- Instructions for the task
Reproduce the lines below, renaming every occurrence of "crop scouting" to "field survey" and leaving all other text unchanged.

----

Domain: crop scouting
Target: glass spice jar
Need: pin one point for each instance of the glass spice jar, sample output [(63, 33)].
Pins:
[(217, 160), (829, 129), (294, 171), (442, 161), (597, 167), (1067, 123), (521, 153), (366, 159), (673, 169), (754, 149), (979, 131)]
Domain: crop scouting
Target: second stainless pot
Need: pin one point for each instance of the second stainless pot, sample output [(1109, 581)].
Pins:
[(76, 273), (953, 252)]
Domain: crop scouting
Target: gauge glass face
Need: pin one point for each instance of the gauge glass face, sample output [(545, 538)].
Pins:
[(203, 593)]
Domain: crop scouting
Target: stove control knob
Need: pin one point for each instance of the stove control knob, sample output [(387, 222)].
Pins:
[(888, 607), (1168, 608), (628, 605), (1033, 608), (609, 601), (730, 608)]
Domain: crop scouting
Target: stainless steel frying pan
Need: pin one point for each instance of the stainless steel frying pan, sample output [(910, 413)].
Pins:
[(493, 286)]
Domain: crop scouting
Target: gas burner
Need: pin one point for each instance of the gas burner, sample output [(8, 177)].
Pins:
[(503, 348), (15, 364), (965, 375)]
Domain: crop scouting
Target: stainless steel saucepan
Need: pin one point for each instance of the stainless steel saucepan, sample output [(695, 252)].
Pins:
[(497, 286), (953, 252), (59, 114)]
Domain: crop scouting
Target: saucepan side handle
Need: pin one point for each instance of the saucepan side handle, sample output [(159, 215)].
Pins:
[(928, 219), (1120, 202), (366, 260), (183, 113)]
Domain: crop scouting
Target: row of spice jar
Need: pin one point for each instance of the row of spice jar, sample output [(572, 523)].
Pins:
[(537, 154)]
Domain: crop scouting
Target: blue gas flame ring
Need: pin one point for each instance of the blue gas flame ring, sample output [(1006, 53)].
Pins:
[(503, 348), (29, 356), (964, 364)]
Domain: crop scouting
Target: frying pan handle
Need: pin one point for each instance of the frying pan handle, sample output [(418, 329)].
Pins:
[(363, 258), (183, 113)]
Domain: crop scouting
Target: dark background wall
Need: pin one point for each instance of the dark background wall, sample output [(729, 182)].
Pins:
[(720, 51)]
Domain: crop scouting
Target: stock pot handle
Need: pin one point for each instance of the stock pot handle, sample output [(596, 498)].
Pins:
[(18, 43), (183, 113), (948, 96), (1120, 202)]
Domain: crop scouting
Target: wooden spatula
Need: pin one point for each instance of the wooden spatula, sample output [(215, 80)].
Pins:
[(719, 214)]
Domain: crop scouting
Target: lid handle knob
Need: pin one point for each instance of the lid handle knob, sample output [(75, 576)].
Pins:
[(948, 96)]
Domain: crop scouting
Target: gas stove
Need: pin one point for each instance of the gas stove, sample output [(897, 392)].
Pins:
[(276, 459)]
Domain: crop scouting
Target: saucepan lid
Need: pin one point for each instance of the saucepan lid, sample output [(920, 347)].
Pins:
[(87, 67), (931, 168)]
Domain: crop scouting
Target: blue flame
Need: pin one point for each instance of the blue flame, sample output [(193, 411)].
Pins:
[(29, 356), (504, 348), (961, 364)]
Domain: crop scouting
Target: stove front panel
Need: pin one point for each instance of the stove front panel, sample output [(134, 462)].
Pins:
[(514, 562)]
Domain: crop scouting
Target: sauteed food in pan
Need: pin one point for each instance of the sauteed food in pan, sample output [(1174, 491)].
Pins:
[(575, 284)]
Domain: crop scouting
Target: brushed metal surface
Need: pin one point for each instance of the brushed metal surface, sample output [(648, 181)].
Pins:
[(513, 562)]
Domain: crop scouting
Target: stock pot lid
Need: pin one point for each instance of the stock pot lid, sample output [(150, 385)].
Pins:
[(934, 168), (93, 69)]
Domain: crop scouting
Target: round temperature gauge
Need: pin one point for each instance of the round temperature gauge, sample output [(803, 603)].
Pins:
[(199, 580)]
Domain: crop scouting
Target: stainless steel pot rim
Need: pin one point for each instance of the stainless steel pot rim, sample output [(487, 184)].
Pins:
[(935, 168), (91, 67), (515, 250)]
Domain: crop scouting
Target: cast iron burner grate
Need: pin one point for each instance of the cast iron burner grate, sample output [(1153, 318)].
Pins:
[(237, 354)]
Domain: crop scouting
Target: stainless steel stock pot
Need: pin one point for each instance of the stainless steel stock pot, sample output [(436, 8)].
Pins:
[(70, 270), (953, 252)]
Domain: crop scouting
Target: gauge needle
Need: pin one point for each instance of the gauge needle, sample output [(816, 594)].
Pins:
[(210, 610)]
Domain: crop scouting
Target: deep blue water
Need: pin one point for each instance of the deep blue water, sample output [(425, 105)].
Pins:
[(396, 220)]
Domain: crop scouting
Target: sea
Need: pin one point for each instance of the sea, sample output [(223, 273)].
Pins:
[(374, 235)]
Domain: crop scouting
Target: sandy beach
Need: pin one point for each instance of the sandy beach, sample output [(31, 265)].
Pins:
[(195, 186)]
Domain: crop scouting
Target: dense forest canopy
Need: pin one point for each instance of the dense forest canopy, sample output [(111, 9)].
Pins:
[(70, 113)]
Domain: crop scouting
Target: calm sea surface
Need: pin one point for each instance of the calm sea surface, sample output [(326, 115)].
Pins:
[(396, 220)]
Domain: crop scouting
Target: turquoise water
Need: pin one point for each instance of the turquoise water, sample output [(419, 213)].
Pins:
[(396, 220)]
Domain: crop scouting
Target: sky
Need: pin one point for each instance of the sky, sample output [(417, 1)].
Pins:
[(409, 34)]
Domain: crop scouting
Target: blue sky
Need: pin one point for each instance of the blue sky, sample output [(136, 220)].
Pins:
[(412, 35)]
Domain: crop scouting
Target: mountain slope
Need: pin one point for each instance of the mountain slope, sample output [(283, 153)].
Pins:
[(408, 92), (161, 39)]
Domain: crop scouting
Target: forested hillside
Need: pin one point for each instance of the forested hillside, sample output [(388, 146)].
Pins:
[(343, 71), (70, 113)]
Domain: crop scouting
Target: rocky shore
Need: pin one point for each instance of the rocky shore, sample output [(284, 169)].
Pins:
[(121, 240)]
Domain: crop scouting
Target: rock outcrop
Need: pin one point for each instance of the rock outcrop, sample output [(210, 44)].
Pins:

----

- Result
Domain: field survey
Target: glass spice jar
Need: pin one point for each instance of the glass spice jar, sample output [(63, 33)].
Pins:
[(217, 160), (829, 129), (294, 171), (442, 161), (597, 167), (1067, 123), (521, 153), (366, 159), (673, 169), (754, 149), (979, 131)]
Domain: field survey
Target: second stainless pot
Need: pin one point for each instance of the second stainless pot, sample output [(1109, 581)].
Pins:
[(76, 273), (953, 252)]
Domain: field survey
Target: gauge glass face
Need: pin one point for each instance of the gauge glass face, sample output [(545, 538)].
Pins:
[(203, 593)]
Domain: field survey
Target: stove control knob
Need: pin one point for each instance of the stove control knob, sample output [(387, 222)].
Pins:
[(888, 607), (1168, 608), (628, 605), (1033, 608), (609, 601), (730, 608)]
Domain: field survey
Target: stainless steel frying pan
Need: pin one point for each instance of the stainless steel frying pan, sample output [(910, 413)].
Pins:
[(493, 286)]
Domain: field survey
Target: gas burner
Need: pin one point for each instance of the gas burner, sample output [(8, 177)].
Pins:
[(503, 348), (15, 364), (965, 375)]
Domain: field survey
Target: stainless steel saucepan
Need: pin one point for each instance of the stainless steel saucepan, sample output [(695, 252)].
Pins:
[(497, 286), (953, 252), (59, 114)]
Domain: field survey
Target: saucepan side handle
Need: pin one point for each instance of the saucepan side handle, sample output [(159, 215)].
Pins:
[(928, 219), (1120, 202), (366, 260), (183, 113)]
Domain: field survey
Target: row of spice jar
Need: pin one point for each instance of the row of spice jar, sample output [(572, 523)].
Pins:
[(537, 154)]
Domain: field survey
Target: blue gas flame ring
Need: pin one point for each instance of the blue gas flame ring, sample output [(1006, 53)].
Pins:
[(503, 348), (29, 356), (964, 364)]
Domain: field survey
Target: frying pan handle
Need: pin one point for each instance of the frying pan handle, sample output [(418, 329)].
Pins:
[(363, 258), (183, 113)]
Domain: field survey
Target: dark background wall
Need: pin one point for each instance of the dark background wall, sample output [(729, 182)].
Pins:
[(720, 51)]
Domain: field survey
Target: stock pot handle
Need: pin one point for each instance of the stock pot handle, sample output [(596, 498)].
Pins:
[(18, 43), (183, 113), (948, 96), (1120, 202)]
Domain: field survey
Target: wooden spatula
Need: pin one point for each instance of the wooden spatula, sample output [(215, 80)].
Pins:
[(719, 214)]
Domain: field survey
Target: lid handle knob
Need: pin one point for each instance of the lid handle knob, sample output [(75, 576)].
Pins:
[(948, 96)]
Domain: field survey
Target: gas stove
Need: pin one point for each instance of the gas stove, sample output [(897, 392)].
Pins:
[(276, 459)]
Domain: field survey
Target: saucepan lid
Need: pin one point for each instance of the saucepan lid, sample output [(920, 347)].
Pins:
[(87, 67), (931, 168)]
Domain: field survey
Target: blue flame
Need: pin one point for each instance of the blue flame, sample output [(193, 411)].
Pins:
[(29, 356), (504, 348), (961, 364)]
Domain: field survey
Target: stove front panel
Need: pin one point for each instance of the stove front panel, sample output [(134, 462)].
Pins:
[(514, 562)]
Domain: field survey
Target: sauteed food in pan
Need: pin one point for each instance of the sauteed food in pan, sample output [(1174, 491)].
Pins:
[(575, 284)]
Domain: field survey
Target: brushed metal surface
Need: pin one point for each instance of the brushed metal surface, sample output [(648, 181)].
Pins:
[(513, 562)]
Domain: field survey
Target: stock pot lid
Need: pin one point for each instance of the stock pot lid, sample output [(150, 385)].
Pins:
[(934, 168), (93, 69)]
Domain: field survey
Target: round temperature gauge
Need: pin one point for each instance of the round temperature gauge, sample output [(803, 603)].
Pins:
[(199, 580)]
Domain: field survey
Target: stainless steel pot rim
Need: pin one point for each instance of the stainless steel pot rim, sample output [(487, 184)].
Pins:
[(935, 168), (91, 67), (515, 250)]
Domain: field survey
Target: cast iron burner grate
Need: pin one point for each instance of the cast iron burner grate, sample output [(1153, 318)].
Pins:
[(237, 354)]
Domain: field survey
Target: stainless steel stock pot
Need: pin one point for each instance of the stainless steel stock pot, sample output [(436, 8)].
Pins:
[(70, 270), (953, 252)]
Domain: field survey
Target: gauge needle
Need: pin one point for each instance of the gauge needle, sample output [(816, 594)].
Pins:
[(210, 610)]
Domain: field survey
Target: deep blue water
Need: pin one point for each instance of the deep blue water, sample output [(425, 105)].
Pins:
[(396, 220)]
Domain: field survey
Target: sea
Need: pin one point for each instance of the sea, sample output [(223, 273)].
Pins:
[(374, 235)]
Domain: field survey
Target: sandy beach
Need: pin one point for each instance of the sandy beach, sample output [(31, 265)].
Pins:
[(195, 186)]
Domain: field survey
Target: dense forest canopy
Need: pin one point for each instance of the dense forest canopy, sample output [(111, 9)].
Pins:
[(70, 113)]
Domain: field survey
Target: calm sea surface
Need: pin one point for each instance of the calm sea surface, sample output [(326, 115)].
Pins:
[(396, 220)]
Domain: field survey
Target: turquoise water
Need: pin one point for each instance of the turquoise water, sample output [(419, 213)].
Pins:
[(396, 220)]
Domain: field survey
Target: sky
Need: pin one point for each instance of the sky, sample output [(417, 1)].
Pins:
[(409, 34)]
Domain: field survey
Target: blue sky
Need: pin one point for each instance of the blue sky, sample output [(136, 220)].
Pins:
[(412, 35)]
Domain: field survey
Target: mountain slope
Need: pin one point for each instance of the mountain slope, sample output [(283, 153)].
Pins:
[(408, 92), (161, 39)]
Domain: field survey
Target: forested hillside
Need: pin one point for each instance of the forested hillside, sample output [(388, 146)].
Pins:
[(343, 71), (70, 113)]
Domain: field survey
Target: rocky shore
Need: pin one point for each instance of the rocky shore, sample output [(284, 169)].
Pins:
[(121, 240)]
Domain: field survey
Target: rock outcrop
Need: pin one point for each instance of the rock outcrop, sample output [(210, 44)].
Pins:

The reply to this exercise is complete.